▶ [TO DO] Lay out as a JSON list of strings, one string per line and no blank lines, the lines of the entries below that run from the line containing "Tag the column" through the line containing "Target: street lamp", including both of those lines. Include no other lines.

══ RECORDS ══

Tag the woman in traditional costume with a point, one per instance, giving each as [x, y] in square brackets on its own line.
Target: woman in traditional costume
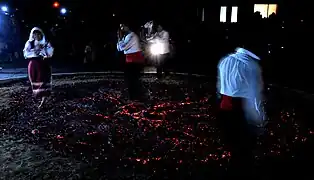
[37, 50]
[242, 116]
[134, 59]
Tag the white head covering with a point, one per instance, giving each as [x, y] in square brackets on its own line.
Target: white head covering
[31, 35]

═══
══ RECORDS ══

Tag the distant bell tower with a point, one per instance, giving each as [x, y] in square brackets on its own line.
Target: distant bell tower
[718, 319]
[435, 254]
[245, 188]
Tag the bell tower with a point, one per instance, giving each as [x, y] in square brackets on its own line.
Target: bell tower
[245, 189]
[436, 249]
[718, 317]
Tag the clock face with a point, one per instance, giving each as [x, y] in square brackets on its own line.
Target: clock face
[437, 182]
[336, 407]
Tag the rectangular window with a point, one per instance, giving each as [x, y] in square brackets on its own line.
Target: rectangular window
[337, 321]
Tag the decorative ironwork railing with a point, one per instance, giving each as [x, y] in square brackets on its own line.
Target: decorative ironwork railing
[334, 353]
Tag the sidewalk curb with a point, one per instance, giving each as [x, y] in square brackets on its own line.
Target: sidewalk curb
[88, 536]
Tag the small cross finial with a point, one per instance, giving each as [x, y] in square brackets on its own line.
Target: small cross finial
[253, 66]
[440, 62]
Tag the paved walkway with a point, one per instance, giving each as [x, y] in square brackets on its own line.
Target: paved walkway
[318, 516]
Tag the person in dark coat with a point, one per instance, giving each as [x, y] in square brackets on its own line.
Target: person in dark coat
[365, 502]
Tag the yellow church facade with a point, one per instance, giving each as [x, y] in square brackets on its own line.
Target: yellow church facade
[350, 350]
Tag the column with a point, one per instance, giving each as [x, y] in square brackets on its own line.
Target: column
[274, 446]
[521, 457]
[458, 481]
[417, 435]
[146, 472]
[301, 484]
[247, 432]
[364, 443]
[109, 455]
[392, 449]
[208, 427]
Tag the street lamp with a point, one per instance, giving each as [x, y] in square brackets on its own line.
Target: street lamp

═══

▶ [FINAL ANSWER]
[
  "Tag the column with a point, one per instance, giving each as [x, y] in square brackets on its own line.",
  "Target: column",
  "[274, 446]",
  "[521, 457]",
  "[458, 481]",
  "[417, 435]",
  "[146, 472]",
  "[301, 484]",
  "[247, 432]",
  "[364, 443]",
  "[109, 455]",
  "[392, 449]",
  "[208, 427]",
  "Tag the street lamp with a point, one per instance, giving each as [x, y] in square brackets on its own line.",
  "Target: street lamp"
]